AIM: Copy out everything in the material below, word for word, from the line that contains "Identify every instance of the dirt" down to the very end of the material.
─── INFORMATION SHOWN
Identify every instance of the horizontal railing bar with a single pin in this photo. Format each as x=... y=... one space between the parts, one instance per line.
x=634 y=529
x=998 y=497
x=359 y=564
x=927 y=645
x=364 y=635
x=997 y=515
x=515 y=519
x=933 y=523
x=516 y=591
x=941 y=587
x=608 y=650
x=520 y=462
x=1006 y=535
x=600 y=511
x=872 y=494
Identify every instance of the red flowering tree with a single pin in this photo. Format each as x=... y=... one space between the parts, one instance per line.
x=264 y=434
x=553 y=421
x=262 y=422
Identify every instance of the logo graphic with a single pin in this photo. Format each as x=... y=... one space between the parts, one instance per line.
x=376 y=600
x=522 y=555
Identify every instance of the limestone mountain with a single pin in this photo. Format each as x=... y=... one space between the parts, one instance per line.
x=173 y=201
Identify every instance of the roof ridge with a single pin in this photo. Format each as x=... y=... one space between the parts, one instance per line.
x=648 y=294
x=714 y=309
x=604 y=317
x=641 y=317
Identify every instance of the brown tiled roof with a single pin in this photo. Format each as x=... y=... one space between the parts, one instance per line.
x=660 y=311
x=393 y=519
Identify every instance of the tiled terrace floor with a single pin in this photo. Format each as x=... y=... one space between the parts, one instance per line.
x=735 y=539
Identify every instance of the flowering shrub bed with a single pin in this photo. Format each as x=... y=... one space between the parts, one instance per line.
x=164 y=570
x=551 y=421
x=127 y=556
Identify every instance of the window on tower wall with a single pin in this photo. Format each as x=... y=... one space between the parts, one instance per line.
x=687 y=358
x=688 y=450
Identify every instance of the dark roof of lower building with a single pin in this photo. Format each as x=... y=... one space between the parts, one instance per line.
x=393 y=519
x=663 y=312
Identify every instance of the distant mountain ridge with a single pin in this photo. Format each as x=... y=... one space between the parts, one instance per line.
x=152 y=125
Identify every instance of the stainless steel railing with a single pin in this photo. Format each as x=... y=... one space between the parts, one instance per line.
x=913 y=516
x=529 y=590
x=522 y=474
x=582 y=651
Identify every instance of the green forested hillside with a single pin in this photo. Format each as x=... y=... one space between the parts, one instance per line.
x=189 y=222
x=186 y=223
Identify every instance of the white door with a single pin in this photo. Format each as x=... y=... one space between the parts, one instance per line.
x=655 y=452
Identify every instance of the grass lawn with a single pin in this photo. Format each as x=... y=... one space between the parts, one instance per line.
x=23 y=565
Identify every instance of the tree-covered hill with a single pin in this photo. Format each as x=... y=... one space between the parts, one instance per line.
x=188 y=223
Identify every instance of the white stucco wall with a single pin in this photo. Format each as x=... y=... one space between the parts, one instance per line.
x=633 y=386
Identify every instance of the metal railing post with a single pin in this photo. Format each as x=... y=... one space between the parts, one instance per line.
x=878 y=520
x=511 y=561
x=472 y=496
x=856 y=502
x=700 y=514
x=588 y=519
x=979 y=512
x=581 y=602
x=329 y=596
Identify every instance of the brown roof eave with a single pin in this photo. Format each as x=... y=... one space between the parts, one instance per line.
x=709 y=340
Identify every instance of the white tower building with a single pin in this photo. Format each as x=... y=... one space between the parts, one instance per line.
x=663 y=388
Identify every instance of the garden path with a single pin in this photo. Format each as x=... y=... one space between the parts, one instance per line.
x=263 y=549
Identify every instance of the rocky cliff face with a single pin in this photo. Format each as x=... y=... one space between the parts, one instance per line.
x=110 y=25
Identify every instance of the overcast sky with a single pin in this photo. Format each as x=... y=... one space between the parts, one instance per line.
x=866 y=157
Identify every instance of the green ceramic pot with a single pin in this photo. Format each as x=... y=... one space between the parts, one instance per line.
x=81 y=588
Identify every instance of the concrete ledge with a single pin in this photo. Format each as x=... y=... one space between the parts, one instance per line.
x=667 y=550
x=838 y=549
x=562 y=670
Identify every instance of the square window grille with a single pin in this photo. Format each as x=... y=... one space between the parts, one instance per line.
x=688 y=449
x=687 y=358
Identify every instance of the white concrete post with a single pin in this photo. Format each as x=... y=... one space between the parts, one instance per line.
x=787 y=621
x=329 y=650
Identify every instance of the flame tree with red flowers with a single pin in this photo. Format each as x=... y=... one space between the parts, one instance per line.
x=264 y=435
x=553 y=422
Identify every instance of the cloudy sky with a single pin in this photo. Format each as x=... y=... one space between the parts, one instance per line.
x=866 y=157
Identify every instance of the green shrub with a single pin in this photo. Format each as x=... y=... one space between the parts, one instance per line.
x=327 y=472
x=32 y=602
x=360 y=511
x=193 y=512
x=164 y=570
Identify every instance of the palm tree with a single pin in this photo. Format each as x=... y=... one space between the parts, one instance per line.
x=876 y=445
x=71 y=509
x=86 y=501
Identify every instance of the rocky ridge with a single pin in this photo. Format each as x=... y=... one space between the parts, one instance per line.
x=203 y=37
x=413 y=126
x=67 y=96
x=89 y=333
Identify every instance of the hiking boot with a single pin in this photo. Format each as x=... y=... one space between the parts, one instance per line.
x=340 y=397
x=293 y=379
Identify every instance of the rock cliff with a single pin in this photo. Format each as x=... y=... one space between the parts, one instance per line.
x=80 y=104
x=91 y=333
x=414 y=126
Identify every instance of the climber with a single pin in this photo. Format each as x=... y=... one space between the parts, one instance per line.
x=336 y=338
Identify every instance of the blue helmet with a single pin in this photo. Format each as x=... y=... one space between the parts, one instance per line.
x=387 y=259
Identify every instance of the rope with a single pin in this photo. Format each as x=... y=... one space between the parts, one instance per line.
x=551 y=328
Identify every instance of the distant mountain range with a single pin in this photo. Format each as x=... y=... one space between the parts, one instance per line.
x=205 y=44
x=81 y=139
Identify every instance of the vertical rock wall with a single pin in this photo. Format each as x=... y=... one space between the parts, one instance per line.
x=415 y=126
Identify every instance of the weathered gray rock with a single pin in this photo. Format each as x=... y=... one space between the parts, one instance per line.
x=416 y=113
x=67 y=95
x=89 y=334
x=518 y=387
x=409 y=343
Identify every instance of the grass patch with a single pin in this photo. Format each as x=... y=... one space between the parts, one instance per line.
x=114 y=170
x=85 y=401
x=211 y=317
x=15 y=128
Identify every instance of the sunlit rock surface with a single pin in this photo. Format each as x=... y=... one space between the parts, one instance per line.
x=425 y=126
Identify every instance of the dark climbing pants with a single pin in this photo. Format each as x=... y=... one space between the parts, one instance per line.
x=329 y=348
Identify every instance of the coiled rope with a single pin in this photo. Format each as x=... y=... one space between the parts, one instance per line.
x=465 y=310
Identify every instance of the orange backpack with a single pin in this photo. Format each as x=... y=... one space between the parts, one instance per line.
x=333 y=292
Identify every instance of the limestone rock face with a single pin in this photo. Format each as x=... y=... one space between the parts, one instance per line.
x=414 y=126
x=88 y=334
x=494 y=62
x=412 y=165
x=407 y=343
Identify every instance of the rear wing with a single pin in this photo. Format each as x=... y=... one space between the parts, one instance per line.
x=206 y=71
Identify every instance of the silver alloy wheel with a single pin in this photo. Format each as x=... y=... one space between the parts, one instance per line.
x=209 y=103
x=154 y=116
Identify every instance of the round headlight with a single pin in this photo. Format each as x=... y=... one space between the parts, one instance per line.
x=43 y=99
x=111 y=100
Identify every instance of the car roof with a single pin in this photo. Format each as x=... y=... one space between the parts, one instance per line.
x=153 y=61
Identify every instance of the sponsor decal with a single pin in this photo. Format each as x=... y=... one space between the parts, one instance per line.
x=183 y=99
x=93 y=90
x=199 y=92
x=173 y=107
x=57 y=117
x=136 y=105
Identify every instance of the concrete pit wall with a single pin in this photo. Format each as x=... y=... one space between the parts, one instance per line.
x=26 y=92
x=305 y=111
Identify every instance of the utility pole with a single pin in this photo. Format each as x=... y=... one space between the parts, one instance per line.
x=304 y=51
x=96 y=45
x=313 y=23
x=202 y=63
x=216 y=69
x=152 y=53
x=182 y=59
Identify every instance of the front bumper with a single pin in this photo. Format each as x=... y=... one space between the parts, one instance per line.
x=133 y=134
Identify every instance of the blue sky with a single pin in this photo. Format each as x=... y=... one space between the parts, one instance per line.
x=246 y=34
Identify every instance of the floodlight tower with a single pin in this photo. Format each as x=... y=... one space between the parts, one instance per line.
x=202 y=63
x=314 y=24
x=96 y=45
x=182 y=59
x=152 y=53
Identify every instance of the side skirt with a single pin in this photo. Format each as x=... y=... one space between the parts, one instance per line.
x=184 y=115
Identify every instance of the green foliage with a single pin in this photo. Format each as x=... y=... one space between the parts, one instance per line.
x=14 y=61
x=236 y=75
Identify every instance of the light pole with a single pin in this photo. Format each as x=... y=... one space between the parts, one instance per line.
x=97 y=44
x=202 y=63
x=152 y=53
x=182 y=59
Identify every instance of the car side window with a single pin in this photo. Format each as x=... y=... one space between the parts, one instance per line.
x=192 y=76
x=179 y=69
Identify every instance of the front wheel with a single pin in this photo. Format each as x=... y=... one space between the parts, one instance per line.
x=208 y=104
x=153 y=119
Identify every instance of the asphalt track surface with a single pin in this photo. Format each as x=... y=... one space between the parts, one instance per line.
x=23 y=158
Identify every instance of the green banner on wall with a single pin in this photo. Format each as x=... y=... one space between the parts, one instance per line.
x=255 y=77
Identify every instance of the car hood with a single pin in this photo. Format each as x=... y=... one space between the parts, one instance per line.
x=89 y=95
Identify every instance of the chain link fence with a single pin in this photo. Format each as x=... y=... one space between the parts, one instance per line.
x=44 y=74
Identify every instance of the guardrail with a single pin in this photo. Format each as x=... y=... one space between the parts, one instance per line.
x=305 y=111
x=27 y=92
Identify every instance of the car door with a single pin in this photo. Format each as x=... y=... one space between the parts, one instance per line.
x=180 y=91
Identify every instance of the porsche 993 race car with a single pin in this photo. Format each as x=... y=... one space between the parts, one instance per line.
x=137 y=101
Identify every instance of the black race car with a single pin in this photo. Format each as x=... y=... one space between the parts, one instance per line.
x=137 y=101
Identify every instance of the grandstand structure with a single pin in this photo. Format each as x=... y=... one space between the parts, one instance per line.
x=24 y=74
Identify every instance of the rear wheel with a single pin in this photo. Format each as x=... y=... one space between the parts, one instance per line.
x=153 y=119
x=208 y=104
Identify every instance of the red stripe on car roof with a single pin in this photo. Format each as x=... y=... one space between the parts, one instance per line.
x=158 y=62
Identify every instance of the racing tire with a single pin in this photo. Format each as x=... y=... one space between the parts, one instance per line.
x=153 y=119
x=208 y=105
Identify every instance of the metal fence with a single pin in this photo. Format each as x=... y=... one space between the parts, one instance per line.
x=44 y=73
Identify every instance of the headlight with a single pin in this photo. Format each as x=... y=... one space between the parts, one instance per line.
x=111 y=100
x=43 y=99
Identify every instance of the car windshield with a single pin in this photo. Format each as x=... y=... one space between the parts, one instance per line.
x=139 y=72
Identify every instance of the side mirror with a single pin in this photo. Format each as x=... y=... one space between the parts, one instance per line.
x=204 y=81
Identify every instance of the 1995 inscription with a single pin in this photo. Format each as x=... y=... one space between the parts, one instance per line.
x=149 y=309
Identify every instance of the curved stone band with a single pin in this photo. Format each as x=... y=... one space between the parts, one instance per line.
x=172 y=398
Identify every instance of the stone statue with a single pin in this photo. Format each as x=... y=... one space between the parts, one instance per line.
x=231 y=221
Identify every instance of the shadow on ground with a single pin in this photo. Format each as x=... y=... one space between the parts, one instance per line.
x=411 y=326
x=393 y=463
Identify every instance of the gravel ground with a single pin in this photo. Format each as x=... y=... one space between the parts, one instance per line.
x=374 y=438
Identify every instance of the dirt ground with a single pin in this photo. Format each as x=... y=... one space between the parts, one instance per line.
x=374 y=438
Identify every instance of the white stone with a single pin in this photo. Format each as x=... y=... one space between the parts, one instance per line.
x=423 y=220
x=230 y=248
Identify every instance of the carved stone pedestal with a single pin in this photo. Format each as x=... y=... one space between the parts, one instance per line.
──────
SOLVED PROBLEM:
Identify every instance of the dirt ground with a single pin in this photo. Format each as x=... y=... one space between the parts, one instance per line.
x=374 y=438
Identify every instance of the white stone with a single pin in this photo. Format each as x=... y=... one space between the parts, one instance per line.
x=423 y=220
x=230 y=248
Identify every instance of the carved stone pedestal with a single pin in this photo. Format each as x=... y=... one space between the parts, one instance per line.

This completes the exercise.